▶ [Data to examine]
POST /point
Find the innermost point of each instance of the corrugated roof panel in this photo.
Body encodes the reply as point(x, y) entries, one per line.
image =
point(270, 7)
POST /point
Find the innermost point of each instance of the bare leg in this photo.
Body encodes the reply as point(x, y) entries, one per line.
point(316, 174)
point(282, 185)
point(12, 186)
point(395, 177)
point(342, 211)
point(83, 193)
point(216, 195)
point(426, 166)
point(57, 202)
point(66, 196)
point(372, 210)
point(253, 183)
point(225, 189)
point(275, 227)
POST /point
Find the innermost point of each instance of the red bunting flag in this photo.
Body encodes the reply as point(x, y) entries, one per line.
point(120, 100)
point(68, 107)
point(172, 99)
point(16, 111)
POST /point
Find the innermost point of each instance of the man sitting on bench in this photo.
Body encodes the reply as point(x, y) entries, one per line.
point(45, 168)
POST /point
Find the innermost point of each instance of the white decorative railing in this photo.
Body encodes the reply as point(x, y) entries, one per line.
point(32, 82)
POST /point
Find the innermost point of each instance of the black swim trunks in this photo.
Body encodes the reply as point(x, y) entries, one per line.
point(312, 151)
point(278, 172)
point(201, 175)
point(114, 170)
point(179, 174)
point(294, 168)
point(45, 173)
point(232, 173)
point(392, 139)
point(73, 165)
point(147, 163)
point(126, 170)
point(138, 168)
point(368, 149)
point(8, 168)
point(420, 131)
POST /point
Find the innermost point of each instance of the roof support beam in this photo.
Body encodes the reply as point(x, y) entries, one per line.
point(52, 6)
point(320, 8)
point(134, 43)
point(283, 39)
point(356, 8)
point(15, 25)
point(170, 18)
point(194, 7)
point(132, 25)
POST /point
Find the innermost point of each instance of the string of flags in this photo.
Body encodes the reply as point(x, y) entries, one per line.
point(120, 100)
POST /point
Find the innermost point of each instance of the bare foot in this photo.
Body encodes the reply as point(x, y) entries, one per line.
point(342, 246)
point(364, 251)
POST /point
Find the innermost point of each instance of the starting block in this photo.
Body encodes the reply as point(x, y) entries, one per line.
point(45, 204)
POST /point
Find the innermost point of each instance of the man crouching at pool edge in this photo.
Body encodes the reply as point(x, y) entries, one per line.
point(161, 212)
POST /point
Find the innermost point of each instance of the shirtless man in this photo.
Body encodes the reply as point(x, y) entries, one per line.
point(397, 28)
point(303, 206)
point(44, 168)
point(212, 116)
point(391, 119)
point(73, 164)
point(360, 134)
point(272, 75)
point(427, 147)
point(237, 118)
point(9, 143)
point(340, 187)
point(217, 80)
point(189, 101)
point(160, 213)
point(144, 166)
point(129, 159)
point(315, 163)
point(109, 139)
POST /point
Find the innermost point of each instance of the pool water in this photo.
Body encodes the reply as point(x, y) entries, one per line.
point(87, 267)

▶ [Brief] Copy out, from the data above, every line holding the word "roof".

▶ [Expected answer]
Find the innermost point of each instance of the corrugated roof panel in this photo.
Find the innermost point of each instance of the roof support beam in this photo.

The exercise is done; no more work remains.